▶ _Exercise directions_: Where does the string "palm" occur in the entries below? Copy every line where it does.

[Referring expression pointing data]
::::
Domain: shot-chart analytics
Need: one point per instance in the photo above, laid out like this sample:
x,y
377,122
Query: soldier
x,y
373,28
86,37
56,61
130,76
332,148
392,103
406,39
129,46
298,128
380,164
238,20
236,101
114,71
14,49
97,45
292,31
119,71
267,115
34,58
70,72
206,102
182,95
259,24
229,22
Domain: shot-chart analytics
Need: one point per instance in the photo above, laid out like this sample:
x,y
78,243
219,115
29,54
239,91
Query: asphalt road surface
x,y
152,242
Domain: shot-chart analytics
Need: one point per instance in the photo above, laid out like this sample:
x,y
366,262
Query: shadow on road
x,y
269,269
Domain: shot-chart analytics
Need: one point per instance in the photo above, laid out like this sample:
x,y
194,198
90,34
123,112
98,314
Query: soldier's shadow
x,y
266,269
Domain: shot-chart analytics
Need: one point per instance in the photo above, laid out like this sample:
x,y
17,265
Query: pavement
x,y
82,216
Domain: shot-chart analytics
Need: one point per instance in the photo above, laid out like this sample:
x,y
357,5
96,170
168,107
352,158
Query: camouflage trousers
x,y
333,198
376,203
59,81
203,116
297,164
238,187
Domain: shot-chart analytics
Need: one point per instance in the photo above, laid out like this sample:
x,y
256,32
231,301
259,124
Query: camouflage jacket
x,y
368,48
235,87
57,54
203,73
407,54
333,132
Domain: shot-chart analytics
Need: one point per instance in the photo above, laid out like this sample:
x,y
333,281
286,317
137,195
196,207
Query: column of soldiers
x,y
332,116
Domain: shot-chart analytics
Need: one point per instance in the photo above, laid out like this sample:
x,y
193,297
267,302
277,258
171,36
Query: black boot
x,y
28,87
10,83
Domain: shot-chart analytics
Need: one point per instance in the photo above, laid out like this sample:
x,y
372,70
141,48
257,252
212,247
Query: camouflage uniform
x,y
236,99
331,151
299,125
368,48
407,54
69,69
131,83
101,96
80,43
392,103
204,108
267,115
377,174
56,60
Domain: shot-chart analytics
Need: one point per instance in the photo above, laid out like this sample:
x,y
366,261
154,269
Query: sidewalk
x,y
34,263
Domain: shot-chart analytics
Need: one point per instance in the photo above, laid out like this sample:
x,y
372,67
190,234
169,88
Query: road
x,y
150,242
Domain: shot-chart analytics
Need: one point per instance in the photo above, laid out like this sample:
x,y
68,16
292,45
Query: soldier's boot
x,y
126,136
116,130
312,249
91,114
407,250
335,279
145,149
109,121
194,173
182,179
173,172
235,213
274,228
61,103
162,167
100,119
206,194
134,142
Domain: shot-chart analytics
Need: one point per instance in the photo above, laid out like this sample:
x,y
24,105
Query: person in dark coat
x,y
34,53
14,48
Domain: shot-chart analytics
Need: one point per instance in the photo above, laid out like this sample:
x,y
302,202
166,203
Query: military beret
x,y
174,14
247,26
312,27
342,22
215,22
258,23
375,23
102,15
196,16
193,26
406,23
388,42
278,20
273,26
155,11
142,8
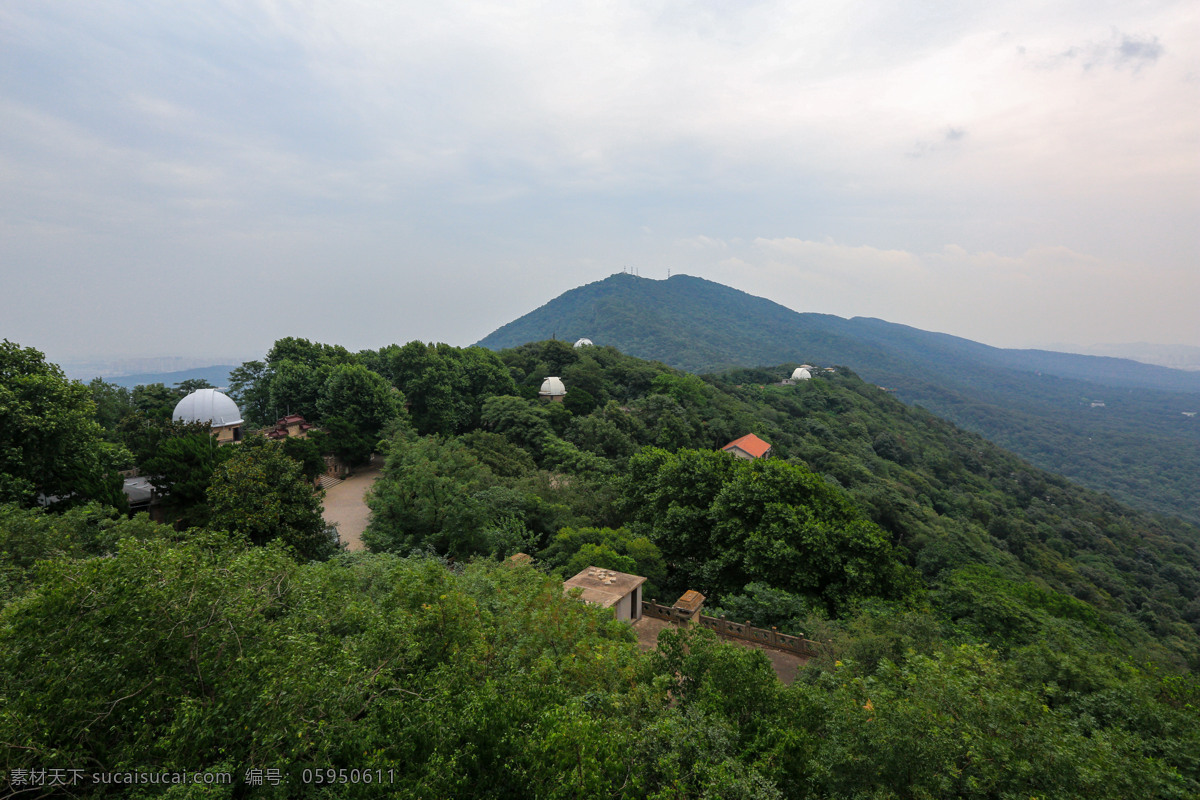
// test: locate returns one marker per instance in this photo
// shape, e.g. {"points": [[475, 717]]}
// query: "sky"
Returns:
{"points": [[199, 179]]}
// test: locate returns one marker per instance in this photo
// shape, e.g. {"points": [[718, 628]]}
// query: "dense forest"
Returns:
{"points": [[1113, 425], [987, 629]]}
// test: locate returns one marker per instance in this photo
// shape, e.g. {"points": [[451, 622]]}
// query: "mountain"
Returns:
{"points": [[1113, 425], [217, 376]]}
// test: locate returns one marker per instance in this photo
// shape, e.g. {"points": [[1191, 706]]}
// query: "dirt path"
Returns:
{"points": [[345, 505], [786, 665]]}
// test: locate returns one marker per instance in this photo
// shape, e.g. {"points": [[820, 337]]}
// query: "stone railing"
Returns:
{"points": [[658, 611], [721, 626], [772, 638]]}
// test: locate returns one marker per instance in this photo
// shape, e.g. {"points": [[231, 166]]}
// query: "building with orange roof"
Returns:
{"points": [[749, 446]]}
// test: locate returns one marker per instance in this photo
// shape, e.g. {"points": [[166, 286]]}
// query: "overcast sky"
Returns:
{"points": [[201, 179]]}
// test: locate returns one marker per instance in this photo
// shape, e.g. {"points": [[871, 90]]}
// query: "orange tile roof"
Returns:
{"points": [[749, 444]]}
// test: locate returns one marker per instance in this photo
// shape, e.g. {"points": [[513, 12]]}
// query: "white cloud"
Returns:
{"points": [[249, 137], [1013, 300]]}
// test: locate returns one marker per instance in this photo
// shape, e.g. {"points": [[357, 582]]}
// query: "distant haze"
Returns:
{"points": [[1177, 356], [197, 180]]}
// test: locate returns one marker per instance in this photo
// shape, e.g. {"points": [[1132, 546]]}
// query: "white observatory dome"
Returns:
{"points": [[552, 388], [208, 405]]}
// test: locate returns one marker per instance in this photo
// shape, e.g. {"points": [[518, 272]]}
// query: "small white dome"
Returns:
{"points": [[208, 405], [552, 388]]}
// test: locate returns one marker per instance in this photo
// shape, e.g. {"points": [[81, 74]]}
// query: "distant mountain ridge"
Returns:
{"points": [[1109, 423], [217, 376]]}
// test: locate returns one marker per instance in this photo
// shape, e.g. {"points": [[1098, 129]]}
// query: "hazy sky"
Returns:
{"points": [[203, 178]]}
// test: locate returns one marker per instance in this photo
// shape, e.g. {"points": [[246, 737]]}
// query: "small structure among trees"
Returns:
{"points": [[210, 407], [610, 589], [749, 446], [553, 390]]}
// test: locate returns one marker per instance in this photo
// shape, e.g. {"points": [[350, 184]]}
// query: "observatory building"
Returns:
{"points": [[553, 390], [211, 407]]}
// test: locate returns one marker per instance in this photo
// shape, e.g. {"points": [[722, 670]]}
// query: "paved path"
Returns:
{"points": [[786, 665], [345, 505]]}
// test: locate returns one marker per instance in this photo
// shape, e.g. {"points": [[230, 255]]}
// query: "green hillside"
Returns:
{"points": [[985, 629], [1111, 425]]}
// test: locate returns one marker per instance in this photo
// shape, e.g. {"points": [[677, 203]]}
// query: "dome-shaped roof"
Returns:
{"points": [[208, 405], [552, 388]]}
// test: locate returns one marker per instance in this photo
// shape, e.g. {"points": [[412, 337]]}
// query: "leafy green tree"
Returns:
{"points": [[426, 498], [445, 386], [250, 386], [577, 548], [306, 452], [49, 440], [261, 493], [360, 397], [342, 438], [522, 422], [726, 522], [181, 468], [113, 404], [294, 389], [155, 401]]}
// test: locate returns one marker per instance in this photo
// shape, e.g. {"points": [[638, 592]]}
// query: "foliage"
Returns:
{"points": [[574, 549], [725, 522], [180, 465], [262, 493], [49, 441]]}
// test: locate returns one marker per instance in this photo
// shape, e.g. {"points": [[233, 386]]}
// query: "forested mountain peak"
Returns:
{"points": [[973, 612], [1113, 425]]}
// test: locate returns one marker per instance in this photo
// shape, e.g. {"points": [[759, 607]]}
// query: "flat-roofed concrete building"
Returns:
{"points": [[610, 589]]}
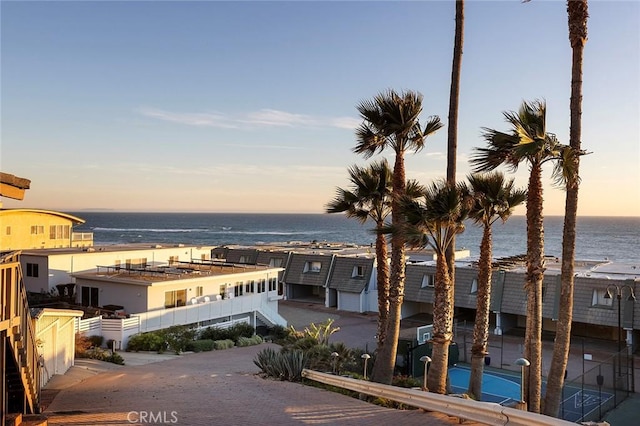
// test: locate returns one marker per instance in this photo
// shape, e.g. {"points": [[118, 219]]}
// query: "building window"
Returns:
{"points": [[275, 262], [175, 298], [32, 270], [90, 296], [599, 299], [427, 281], [273, 284], [58, 232], [313, 267], [358, 272], [238, 289], [474, 286]]}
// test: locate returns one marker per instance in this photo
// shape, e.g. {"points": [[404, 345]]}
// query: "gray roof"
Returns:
{"points": [[413, 290], [242, 255], [342, 274], [297, 272], [267, 257]]}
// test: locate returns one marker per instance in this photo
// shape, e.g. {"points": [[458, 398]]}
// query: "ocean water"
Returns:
{"points": [[597, 238]]}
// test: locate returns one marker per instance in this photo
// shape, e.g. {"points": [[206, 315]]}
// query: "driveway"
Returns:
{"points": [[212, 388]]}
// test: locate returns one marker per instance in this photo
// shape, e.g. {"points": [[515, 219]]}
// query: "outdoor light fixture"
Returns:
{"points": [[609, 295], [426, 360], [334, 356], [522, 362], [366, 358]]}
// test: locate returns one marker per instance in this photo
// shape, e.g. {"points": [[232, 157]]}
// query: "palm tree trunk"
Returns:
{"points": [[386, 359], [481, 325], [578, 14], [383, 287], [533, 285], [452, 130], [442, 327]]}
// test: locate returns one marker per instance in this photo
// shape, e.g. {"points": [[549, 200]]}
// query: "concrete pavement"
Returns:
{"points": [[213, 388]]}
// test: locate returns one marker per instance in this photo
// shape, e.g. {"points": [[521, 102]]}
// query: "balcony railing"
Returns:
{"points": [[82, 236]]}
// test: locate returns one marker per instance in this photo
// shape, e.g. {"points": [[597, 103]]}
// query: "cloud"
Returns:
{"points": [[255, 119], [192, 119]]}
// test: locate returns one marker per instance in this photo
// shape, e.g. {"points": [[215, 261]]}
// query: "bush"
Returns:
{"points": [[223, 344], [406, 382], [281, 365], [200, 346], [102, 355]]}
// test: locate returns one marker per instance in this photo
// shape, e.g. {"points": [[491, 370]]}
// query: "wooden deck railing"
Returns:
{"points": [[17, 329]]}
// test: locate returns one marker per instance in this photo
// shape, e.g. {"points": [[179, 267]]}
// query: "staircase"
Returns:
{"points": [[19, 361]]}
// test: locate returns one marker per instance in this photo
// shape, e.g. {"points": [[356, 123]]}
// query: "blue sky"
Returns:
{"points": [[251, 106]]}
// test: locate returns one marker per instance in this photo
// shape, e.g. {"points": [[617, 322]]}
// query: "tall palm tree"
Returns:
{"points": [[391, 120], [433, 220], [578, 14], [528, 142], [452, 129], [370, 198], [492, 198]]}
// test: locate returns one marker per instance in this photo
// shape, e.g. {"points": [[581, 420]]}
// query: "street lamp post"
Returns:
{"points": [[334, 356], [366, 358], [426, 360], [522, 362], [608, 295]]}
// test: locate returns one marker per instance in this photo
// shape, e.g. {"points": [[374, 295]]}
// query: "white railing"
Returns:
{"points": [[464, 409], [89, 326]]}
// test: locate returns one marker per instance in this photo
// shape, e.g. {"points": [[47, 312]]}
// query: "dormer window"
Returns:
{"points": [[275, 262], [427, 281], [313, 267], [358, 272]]}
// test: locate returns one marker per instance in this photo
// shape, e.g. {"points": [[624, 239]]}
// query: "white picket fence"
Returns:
{"points": [[219, 313]]}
::::
▶ _Result of the task_:
// query: "palm tree trunk"
// query: "tall palm tree"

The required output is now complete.